What you will do
Write every line of the material out exactly as shown.

--- START ---

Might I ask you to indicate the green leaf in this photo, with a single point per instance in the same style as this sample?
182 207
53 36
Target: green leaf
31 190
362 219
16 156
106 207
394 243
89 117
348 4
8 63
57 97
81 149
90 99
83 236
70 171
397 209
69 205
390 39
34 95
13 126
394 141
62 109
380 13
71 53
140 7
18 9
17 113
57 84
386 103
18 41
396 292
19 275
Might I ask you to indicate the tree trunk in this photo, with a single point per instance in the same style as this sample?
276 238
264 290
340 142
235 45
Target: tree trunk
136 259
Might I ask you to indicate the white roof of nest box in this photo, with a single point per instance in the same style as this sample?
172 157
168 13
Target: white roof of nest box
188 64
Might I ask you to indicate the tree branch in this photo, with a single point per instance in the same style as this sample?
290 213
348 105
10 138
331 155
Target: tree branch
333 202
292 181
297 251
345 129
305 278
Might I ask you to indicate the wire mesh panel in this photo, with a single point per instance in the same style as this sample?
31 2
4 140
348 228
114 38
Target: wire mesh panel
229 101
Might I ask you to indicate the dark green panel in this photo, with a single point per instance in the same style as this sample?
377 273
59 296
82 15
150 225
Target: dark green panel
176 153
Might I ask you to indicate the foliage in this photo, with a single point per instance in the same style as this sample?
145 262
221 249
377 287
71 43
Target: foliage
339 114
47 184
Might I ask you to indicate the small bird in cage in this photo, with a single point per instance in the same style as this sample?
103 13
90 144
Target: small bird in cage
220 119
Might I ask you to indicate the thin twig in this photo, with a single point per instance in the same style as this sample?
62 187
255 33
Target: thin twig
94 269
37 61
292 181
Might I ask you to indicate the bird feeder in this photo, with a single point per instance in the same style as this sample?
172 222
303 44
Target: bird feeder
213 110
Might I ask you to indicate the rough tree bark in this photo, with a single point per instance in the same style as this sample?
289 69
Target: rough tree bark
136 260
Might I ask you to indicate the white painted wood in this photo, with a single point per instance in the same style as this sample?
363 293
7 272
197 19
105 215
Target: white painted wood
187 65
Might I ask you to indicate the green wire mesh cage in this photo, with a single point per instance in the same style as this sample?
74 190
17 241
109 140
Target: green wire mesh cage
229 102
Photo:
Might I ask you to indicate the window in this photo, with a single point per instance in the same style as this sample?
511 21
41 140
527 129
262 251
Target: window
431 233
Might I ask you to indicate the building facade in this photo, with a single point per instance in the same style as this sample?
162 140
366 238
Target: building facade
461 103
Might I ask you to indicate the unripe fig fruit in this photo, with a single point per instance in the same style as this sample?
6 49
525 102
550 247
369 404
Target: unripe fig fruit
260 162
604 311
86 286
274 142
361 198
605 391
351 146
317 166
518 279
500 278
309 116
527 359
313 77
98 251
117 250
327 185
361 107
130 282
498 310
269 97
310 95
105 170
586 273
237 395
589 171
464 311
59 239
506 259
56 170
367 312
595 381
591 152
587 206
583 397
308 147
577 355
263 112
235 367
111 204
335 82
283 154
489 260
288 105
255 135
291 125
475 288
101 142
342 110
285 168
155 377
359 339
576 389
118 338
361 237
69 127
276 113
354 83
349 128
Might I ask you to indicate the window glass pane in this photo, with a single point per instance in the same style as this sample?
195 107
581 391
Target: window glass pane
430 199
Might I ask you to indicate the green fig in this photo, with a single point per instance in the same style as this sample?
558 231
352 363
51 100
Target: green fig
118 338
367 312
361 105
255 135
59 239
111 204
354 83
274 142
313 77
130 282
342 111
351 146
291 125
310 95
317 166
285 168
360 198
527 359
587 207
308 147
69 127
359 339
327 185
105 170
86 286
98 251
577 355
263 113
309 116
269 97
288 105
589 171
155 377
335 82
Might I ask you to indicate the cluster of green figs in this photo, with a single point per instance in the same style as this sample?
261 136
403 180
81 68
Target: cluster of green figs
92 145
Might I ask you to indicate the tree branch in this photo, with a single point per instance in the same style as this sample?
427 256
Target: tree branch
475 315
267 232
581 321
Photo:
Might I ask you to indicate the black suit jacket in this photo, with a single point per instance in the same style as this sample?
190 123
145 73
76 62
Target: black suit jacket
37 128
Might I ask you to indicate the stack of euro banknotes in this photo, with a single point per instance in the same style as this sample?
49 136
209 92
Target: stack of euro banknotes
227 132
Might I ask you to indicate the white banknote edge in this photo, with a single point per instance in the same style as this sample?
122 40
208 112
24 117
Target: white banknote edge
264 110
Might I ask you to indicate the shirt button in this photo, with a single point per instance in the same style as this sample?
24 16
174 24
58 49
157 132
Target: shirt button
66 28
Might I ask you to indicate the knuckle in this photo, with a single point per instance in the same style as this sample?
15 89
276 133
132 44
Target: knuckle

--- END ---

Answer to this problem
Might I ask you to indicate the green leaf in this photo, with a single point per instance in the same style as this sample?
182 207
53 36
Target: green leaf
31 190
362 219
16 156
106 207
394 243
89 117
348 4
8 63
57 97
81 149
90 99
83 236
70 171
397 209
69 205
390 39
34 95
13 126
394 141
62 109
380 13
71 53
140 7
18 9
17 113
57 84
386 103
18 41
396 292
19 275
Might I ask you to indicate the tree trunk in this photo, with a single point per instance in the same style as this sample?
276 238
264 290
340 142
235 45
Target: tree trunk
136 259
Might I ask you to indicate the white roof of nest box in this photo, with a single point per instance in the same style as this sample?
172 157
168 13
Target: white roof of nest box
188 64
Might I ask you to indicate the tree branch in this photo, with a single point per instance in the same style as this sample?
290 213
348 105
10 138
331 155
Target: tree branch
333 202
292 181
297 251
345 129
305 278
Might I ask you to indicate the wire mesh panel in this photo, with a single point per instance in the same style as this sample?
31 2
4 140
348 228
114 38
Target: wire mesh panel
229 101
Might I ask you to indicate the dark green panel in this photo, with a single point per instance in the same style as this sample?
377 273
59 296
82 15
150 225
Target: dark green panel
176 153
Might I ask you to indicate the foliage in this photo, with a single point per instance in the same style as this sample?
145 262
221 249
377 287
71 43
Target: foliage
339 114
47 184
Might I ask you to indicate the small bird in cage in this photo, with a single point per instance in the same style as this sample?
103 13
90 144
Target: small bird in cage
220 119
Might I ask you to indicate the thin twig in this photo, with a single point per instance in the same style as this sample?
62 187
255 33
Target: thin twig
94 269
37 61
292 181
Might I ask you to indicate the bird feeder in this photo, with a single point per instance in the same style as this sample?
172 222
303 44
Target: bird feeder
213 110
Might I ask you to indicate the rough tree bark in this photo, with a single point per instance in the same style as this sample?
289 69
Target: rough tree bark
136 260
Might I ask you to indicate the white painted wood in this photo, with a single point per instance in the same style as this sample?
363 293
7 272
197 19
105 215
Target: white painted wood
187 65
Might I ask you to indicate the green wire mesh cage in this photo, with a single point per instance in the same style as this sample?
74 190
17 241
109 140
Target: green wire mesh cage
229 102
Photo:
Might I ask you to indicate the window in this photo, with a single point per instance in the same style as this sample?
511 21
41 140
527 129
262 251
Target: window
431 233
Might I ask you to indicate the building facade in this photo, with a single point per instance in the same style as this sample?
162 140
366 238
Target: building facade
461 103
Might I ask you to indicate the unripe fig fruit in this photo, with a single point per instance in the same style as this sample?
6 49
525 102
550 247
369 404
Target: unripe fig fruit
260 162
604 311
86 286
274 142
361 198
605 391
351 146
317 166
518 279
500 278
309 116
527 359
313 77
98 251
117 250
327 185
361 107
130 282
498 310
269 97
310 95
105 170
586 273
237 395
589 171
464 311
59 239
506 259
56 170
367 312
595 381
591 152
587 206
583 397
308 147
577 355
263 112
235 367
111 204
335 82
283 154
489 260
288 105
255 135
291 125
475 288
101 142
342 110
285 168
155 377
359 339
576 389
118 338
361 237
69 127
276 113
354 83
349 128
Might I ask you to indicate the window glass pane in this photo, with a single point per instance in the same style as this sample?
195 107
581 391
Target: window glass pane
430 199
Might I ask you to indicate the green fig in this photo, with a single point per instance in the same style as this sample?
558 231
352 363
51 100
Target: green fig
118 338
367 312
361 105
255 135
59 239
111 204
354 83
274 142
313 77
130 282
342 111
351 146
291 125
310 95
317 166
285 168
360 198
527 359
587 207
308 147
69 127
359 339
327 185
105 170
86 286
98 251
577 355
263 113
309 116
269 97
288 105
589 171
155 377
335 82
Might I ask you to indicate the cluster of green figs in this photo, with a single point per instance in the same style as this sample?
261 136
403 180
81 68
Target: cluster of green figs
92 145
Might I ask you to indicate the tree branch in this photo, with a single point per instance in the same style as this sample?
427 256
Target: tree branch
475 315
267 232
581 321
Photo:
Might I ask you to indicate the black suit jacket in this photo, with a single point per instance in the same style as this sample?
190 123
145 73
76 62
Target: black suit jacket
37 128
Might I ask you to indicate the stack of euro banknotes in this photo, with a single point per instance in the same style as this sample?
49 136
209 92
Target: stack of euro banknotes
227 132
Might I ask you to indicate the white banknote edge in this photo, with a single point per instance in the same style as this sample?
122 40
208 112
24 117
Target: white banknote edge
264 110
Might I ask you to indicate the shirt button in this photo, with a single point per instance in the same style as this sample?
24 16
174 24
58 49
157 132
Target: shirt button
66 28
Might I ask you to indicate the knuckle in this photo, with a single point per instance in the same style as this sample?
15 89
276 133
132 44
Target: knuckle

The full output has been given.